WORK INSTRUCTION: Extract the records in full, leaving every picture out.

################

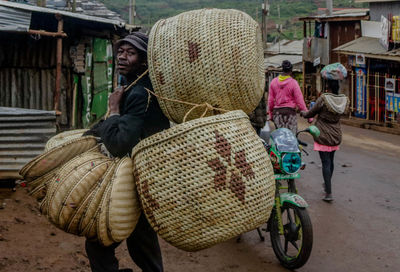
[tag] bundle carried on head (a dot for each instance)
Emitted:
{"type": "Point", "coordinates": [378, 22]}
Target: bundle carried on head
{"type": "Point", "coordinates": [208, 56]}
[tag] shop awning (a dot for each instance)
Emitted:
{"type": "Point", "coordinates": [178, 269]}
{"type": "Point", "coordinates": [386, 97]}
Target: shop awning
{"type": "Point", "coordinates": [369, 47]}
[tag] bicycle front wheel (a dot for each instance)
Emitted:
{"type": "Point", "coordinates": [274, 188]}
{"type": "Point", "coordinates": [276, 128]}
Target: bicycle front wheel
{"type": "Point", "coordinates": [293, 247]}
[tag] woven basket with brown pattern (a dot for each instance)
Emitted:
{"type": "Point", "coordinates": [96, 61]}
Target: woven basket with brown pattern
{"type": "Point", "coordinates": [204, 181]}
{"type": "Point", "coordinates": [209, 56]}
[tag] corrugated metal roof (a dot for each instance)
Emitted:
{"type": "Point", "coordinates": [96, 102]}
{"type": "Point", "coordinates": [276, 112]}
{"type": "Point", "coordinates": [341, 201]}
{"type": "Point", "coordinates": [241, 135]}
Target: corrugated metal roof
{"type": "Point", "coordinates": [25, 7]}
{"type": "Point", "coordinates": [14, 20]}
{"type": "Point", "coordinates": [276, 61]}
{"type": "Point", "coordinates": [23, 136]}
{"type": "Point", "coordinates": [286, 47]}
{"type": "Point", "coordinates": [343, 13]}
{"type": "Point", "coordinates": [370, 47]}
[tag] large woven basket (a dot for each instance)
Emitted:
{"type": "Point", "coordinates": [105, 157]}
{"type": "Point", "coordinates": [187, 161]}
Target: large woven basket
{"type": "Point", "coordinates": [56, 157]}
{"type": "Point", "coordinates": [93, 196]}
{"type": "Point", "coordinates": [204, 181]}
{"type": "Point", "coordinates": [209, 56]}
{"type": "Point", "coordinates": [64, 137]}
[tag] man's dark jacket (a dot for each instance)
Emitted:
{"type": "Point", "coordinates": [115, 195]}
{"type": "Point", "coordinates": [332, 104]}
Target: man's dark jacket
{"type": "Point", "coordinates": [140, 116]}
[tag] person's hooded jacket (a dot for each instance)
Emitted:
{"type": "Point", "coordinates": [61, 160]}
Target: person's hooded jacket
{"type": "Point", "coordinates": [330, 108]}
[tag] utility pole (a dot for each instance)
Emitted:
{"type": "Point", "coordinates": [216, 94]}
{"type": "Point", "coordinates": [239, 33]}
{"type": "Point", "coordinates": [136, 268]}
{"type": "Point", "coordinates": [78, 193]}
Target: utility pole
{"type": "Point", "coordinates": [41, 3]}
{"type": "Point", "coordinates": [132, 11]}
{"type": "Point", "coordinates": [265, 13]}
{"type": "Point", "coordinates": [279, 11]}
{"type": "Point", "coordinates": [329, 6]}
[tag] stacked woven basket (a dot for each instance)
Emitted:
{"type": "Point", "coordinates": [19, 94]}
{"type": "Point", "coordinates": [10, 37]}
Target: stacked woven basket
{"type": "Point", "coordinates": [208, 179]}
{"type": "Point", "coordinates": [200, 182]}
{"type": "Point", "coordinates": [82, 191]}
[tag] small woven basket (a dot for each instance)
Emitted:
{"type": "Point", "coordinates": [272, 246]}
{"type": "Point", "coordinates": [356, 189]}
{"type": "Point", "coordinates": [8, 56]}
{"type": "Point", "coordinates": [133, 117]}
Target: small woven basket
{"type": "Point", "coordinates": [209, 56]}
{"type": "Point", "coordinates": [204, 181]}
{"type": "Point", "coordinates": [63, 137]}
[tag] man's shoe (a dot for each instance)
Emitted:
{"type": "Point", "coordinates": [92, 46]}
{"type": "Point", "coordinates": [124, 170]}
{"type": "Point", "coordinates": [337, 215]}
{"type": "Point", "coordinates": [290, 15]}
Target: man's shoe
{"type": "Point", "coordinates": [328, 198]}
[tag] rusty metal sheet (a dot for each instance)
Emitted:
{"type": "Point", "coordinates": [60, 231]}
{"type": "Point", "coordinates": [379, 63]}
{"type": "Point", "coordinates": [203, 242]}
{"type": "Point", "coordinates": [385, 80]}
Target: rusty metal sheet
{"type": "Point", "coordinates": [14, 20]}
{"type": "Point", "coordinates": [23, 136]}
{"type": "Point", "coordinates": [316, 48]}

################

TASK SOLUTION:
[tag] bundle carried on head (a dot for each instance)
Emitted:
{"type": "Point", "coordinates": [378, 22]}
Target: bundle carried on head
{"type": "Point", "coordinates": [208, 56]}
[tag] shop awning (a dot for each instance)
Emitted:
{"type": "Point", "coordinates": [178, 269]}
{"type": "Point", "coordinates": [386, 97]}
Target: shop awning
{"type": "Point", "coordinates": [369, 47]}
[tag] bicycle front wheel (a dot for each instance)
Emitted:
{"type": "Point", "coordinates": [274, 188]}
{"type": "Point", "coordinates": [276, 128]}
Target: bicycle front wheel
{"type": "Point", "coordinates": [293, 247]}
[tag] woven basket with brown pattern (a dot for each instance)
Emitted:
{"type": "Point", "coordinates": [96, 61]}
Target: woven basket with brown pattern
{"type": "Point", "coordinates": [204, 181]}
{"type": "Point", "coordinates": [209, 56]}
[tag] corrugated metal roof (a dot for each instance)
Emitted:
{"type": "Point", "coordinates": [96, 102]}
{"type": "Point", "coordinates": [276, 112]}
{"type": "Point", "coordinates": [341, 201]}
{"type": "Point", "coordinates": [241, 135]}
Target: corrugated metal roof
{"type": "Point", "coordinates": [25, 7]}
{"type": "Point", "coordinates": [14, 20]}
{"type": "Point", "coordinates": [276, 61]}
{"type": "Point", "coordinates": [23, 136]}
{"type": "Point", "coordinates": [286, 47]}
{"type": "Point", "coordinates": [343, 13]}
{"type": "Point", "coordinates": [370, 47]}
[tag] large woven basket (a dot for each instance)
Emitted:
{"type": "Point", "coordinates": [105, 157]}
{"type": "Point", "coordinates": [187, 161]}
Target: large woven basket
{"type": "Point", "coordinates": [56, 157]}
{"type": "Point", "coordinates": [93, 196]}
{"type": "Point", "coordinates": [204, 181]}
{"type": "Point", "coordinates": [209, 56]}
{"type": "Point", "coordinates": [64, 137]}
[tag] man's dark jacket (a dot for each instance)
Emitted:
{"type": "Point", "coordinates": [115, 195]}
{"type": "Point", "coordinates": [332, 104]}
Target: man's dark jacket
{"type": "Point", "coordinates": [140, 116]}
[tag] person's hooded jacket (a dot for each instance)
Emitted:
{"type": "Point", "coordinates": [61, 160]}
Target: person's hooded jacket
{"type": "Point", "coordinates": [330, 108]}
[tag] utility pole (a dot for each instance)
Emitted:
{"type": "Point", "coordinates": [216, 94]}
{"type": "Point", "coordinates": [239, 33]}
{"type": "Point", "coordinates": [136, 268]}
{"type": "Point", "coordinates": [78, 193]}
Target: utility pole
{"type": "Point", "coordinates": [41, 3]}
{"type": "Point", "coordinates": [132, 11]}
{"type": "Point", "coordinates": [265, 13]}
{"type": "Point", "coordinates": [279, 11]}
{"type": "Point", "coordinates": [329, 6]}
[tag] stacked woven basket (a dot for each instance)
Emitted:
{"type": "Point", "coordinates": [19, 94]}
{"type": "Point", "coordinates": [10, 37]}
Target: stacked woven basket
{"type": "Point", "coordinates": [208, 179]}
{"type": "Point", "coordinates": [200, 182]}
{"type": "Point", "coordinates": [82, 191]}
[tag] small woven basket (a dot for each instance)
Emitted:
{"type": "Point", "coordinates": [272, 246]}
{"type": "Point", "coordinates": [356, 189]}
{"type": "Point", "coordinates": [8, 56]}
{"type": "Point", "coordinates": [133, 117]}
Target: small woven basket
{"type": "Point", "coordinates": [209, 56]}
{"type": "Point", "coordinates": [204, 181]}
{"type": "Point", "coordinates": [63, 137]}
[tag] man's shoe (a dot for each instance)
Emitted:
{"type": "Point", "coordinates": [92, 46]}
{"type": "Point", "coordinates": [124, 170]}
{"type": "Point", "coordinates": [337, 215]}
{"type": "Point", "coordinates": [290, 15]}
Target: man's shoe
{"type": "Point", "coordinates": [328, 198]}
[tag] rusty metal sheet (a dot for each instance)
Emitted:
{"type": "Point", "coordinates": [60, 231]}
{"type": "Point", "coordinates": [379, 63]}
{"type": "Point", "coordinates": [203, 242]}
{"type": "Point", "coordinates": [385, 80]}
Target: rusty metal sheet
{"type": "Point", "coordinates": [14, 20]}
{"type": "Point", "coordinates": [23, 136]}
{"type": "Point", "coordinates": [316, 48]}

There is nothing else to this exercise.